▸ SOURCE INFORMATION
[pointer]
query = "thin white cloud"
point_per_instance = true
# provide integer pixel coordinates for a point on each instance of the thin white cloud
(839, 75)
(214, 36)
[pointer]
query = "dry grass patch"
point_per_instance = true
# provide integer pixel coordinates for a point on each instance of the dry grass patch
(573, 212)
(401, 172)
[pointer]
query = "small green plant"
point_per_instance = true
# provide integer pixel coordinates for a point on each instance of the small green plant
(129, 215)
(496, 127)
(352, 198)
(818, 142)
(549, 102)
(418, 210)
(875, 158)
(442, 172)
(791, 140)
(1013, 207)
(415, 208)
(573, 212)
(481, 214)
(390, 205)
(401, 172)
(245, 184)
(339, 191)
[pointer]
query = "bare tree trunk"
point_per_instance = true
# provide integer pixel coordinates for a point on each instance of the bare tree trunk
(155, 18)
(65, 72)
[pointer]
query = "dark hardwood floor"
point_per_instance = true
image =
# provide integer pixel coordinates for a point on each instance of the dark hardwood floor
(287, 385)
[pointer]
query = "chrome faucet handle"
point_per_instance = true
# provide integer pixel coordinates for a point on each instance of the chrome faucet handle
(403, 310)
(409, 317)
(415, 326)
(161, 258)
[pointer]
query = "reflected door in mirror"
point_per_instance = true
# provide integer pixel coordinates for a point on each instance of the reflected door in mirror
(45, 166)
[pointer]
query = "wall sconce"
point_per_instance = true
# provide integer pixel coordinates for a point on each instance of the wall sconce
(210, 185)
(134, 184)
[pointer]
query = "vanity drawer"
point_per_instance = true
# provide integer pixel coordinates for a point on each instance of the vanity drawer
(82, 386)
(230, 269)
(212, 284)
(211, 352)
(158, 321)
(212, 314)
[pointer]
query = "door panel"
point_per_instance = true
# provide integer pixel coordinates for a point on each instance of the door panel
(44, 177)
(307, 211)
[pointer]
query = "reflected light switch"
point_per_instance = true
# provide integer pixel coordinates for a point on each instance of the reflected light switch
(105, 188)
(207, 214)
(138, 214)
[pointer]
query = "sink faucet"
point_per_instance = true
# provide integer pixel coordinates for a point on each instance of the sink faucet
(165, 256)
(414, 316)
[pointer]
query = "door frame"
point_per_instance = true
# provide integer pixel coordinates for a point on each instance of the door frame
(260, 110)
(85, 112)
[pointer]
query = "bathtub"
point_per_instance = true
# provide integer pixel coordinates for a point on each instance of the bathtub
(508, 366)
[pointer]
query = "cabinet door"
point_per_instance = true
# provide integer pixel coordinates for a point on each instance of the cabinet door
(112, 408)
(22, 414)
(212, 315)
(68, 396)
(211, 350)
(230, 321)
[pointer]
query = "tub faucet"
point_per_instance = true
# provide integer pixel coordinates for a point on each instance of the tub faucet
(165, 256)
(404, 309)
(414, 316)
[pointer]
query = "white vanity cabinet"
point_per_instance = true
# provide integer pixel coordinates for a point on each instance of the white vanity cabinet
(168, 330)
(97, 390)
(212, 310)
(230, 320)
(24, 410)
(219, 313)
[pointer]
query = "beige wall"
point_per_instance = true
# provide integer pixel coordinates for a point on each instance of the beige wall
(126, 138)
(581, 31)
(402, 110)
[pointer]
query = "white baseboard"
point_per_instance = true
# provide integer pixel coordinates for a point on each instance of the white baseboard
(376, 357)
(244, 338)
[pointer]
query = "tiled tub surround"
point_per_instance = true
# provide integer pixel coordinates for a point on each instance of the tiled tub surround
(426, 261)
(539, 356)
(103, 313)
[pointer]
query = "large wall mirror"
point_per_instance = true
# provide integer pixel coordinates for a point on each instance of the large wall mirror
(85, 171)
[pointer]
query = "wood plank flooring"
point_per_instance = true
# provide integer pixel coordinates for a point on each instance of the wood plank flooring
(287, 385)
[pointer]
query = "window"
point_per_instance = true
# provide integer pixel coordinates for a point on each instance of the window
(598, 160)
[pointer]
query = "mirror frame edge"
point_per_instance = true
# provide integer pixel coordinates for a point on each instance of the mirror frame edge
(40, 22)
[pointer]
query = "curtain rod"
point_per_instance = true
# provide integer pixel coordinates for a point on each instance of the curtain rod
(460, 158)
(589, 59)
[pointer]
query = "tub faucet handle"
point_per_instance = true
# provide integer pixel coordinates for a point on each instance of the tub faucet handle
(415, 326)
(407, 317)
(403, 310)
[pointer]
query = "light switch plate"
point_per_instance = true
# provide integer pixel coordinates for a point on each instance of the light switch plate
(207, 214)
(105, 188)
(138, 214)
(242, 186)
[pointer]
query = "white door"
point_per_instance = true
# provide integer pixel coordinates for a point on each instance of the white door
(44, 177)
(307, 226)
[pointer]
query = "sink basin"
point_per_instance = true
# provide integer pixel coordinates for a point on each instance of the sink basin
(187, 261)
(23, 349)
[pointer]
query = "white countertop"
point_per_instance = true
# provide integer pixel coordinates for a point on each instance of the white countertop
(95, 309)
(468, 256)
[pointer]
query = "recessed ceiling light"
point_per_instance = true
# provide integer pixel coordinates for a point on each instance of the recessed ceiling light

▸ TO DO
Above are the entries; return each one exactly.

▸ FINAL ANSWER
[pointer]
query = "thin white cloud"
point_per_instance = true
# provide integer pixel coordinates for a point on each instance of the thin white cloud
(839, 75)
(214, 36)
[pointer]
query = "dry grass patch"
point_per_instance = true
# provide integer pixel coordinates for a point on each instance of the dry grass patch
(573, 212)
(401, 172)
[pointer]
query = "small green plant"
point_per_instance = true
# provide integer pixel coordinates for a point on each instance of the small green plant
(129, 215)
(496, 127)
(352, 198)
(818, 142)
(549, 102)
(418, 210)
(875, 158)
(442, 172)
(791, 140)
(1013, 207)
(415, 208)
(573, 212)
(481, 214)
(390, 205)
(401, 172)
(245, 184)
(339, 191)
[pointer]
query = "bare tree trunk"
point_per_instance = true
# provide integer pixel coordinates for a point on each instance of the bare tree trunk
(155, 18)
(65, 72)
[pointer]
query = "dark hardwood floor"
point_per_instance = true
image =
# provide integer pixel coordinates for a point on each instance of the dark hardwood floor
(287, 385)
[pointer]
query = "chrome faucet handle"
point_per_instance = true
# provide integer pixel coordinates for a point on each instance of the chrome faucet handle
(403, 310)
(409, 317)
(415, 326)
(161, 258)
[pointer]
query = "reflected door in mirror"
point_per_instance = true
# provide integer pixel coordinates for a point on each instance of the reflected door in mirror
(45, 166)
[pointer]
query = "wall sconce"
point_per_instance = true
# provide integer pixel coordinates for a point on each instance of the wall sconce
(210, 185)
(134, 184)
[pointer]
query = "vanity drawer"
point_per_instance = true
# provide integer pixel coordinates for a point on each instance of the vanity drawer
(82, 386)
(230, 269)
(212, 284)
(211, 352)
(158, 321)
(212, 314)
[pointer]
query = "door panel"
point_per_instance = true
# provide integer pixel coordinates for a point on each instance of the door panel
(44, 177)
(307, 211)
[pointer]
query = "reflected light switch"
point_per_instance = true
# provide integer pixel coordinates for a point on each instance of the reflected light switch
(105, 188)
(207, 214)
(138, 214)
[pointer]
query = "sink faucet"
point_per_instance = true
# provide integer pixel coordinates for a point on each instance of the sink faucet
(165, 256)
(414, 316)
[pointer]
query = "door frame"
point_per_instance = true
# provide integer pixel coordinates for a point on each instance of the door frame
(260, 110)
(85, 112)
[pointer]
query = "bathtub"
point_per_instance = true
# provide integer pixel coordinates for a point on each instance of the bathtub
(508, 366)
[pointer]
query = "cabinet door"
point_per_instance = true
# provide integer pixel coordinates for a point on each instance of the cabinet door
(112, 408)
(22, 414)
(212, 315)
(68, 396)
(211, 350)
(230, 321)
[pointer]
query = "tub faucet"
point_per_instance = true
# provide integer pixel coordinates for a point on each instance of the tub faucet
(165, 256)
(404, 309)
(414, 316)
[pointer]
query = "white vanity cabinet"
point_per_instance = true
# provide integer pixel coordinates for a point on each instance of the white vanity cabinet
(168, 330)
(97, 390)
(212, 310)
(230, 320)
(24, 410)
(219, 313)
[pointer]
query = "beige wall"
point_per_instance = true
# provide integer pixel coordinates for a point on each instance of the beige wall
(126, 138)
(581, 31)
(402, 110)
[pointer]
query = "white baseboard"
point_per_instance = true
# provide integer pixel coordinates for a point on each instance of the white baseboard
(376, 357)
(244, 338)
[pointer]
query = "tiled tub surround"
point_per_instance = true
# provide integer pixel coordinates for a point on each instance of the tiled tub surround
(426, 261)
(539, 356)
(103, 313)
[pointer]
query = "large wall mirror"
point_per_instance = true
# provide integer pixel coordinates for a point on each instance of the large wall mirror
(85, 171)
[pointer]
query = "wood plank flooring"
point_per_instance = true
# provide integer pixel coordinates for a point on each instance of the wood plank flooring
(287, 385)
[pointer]
query = "window"
point_per_instance = true
# provide integer pixel coordinates for a point on each instance of the window
(598, 160)
[pointer]
query = "mirror frame edge"
point_per_instance = true
# provide integer pixel coordinates for a point on each instance of the mirror frame edge
(40, 22)
[pointer]
query = "curtain rod"
point_per_instance = true
# provide integer pixel coordinates for a point on each instance of the curtain rod
(460, 158)
(589, 59)
[pointer]
query = "tub faucet handle"
point_per_instance = true
# provide integer pixel coordinates for a point on each instance of the tub faucet handle
(415, 326)
(407, 317)
(403, 310)
[pointer]
query = "light switch plate"
point_per_instance = true
# provide integer pixel coordinates for a point on each instance of the light switch plate
(207, 214)
(105, 188)
(138, 214)
(242, 186)
[pointer]
query = "white door"
point_per_instance = true
# provide integer pixel coordinates for a point on each instance of the white door
(44, 177)
(307, 226)
[pointer]
query = "sink basin"
point_per_instance = true
# provide integer pixel coordinates for a point on each instance of the sink basin
(187, 261)
(23, 349)
[pointer]
query = "white countertop"
point_per_instance = true
# provide integer pixel coordinates for a point on each instance of the white countertop
(95, 309)
(468, 256)
[pointer]
query = "recessed ceiling light"
point_per_instance = true
# provide integer pixel coordinates for a point on each instance of the recessed ceiling light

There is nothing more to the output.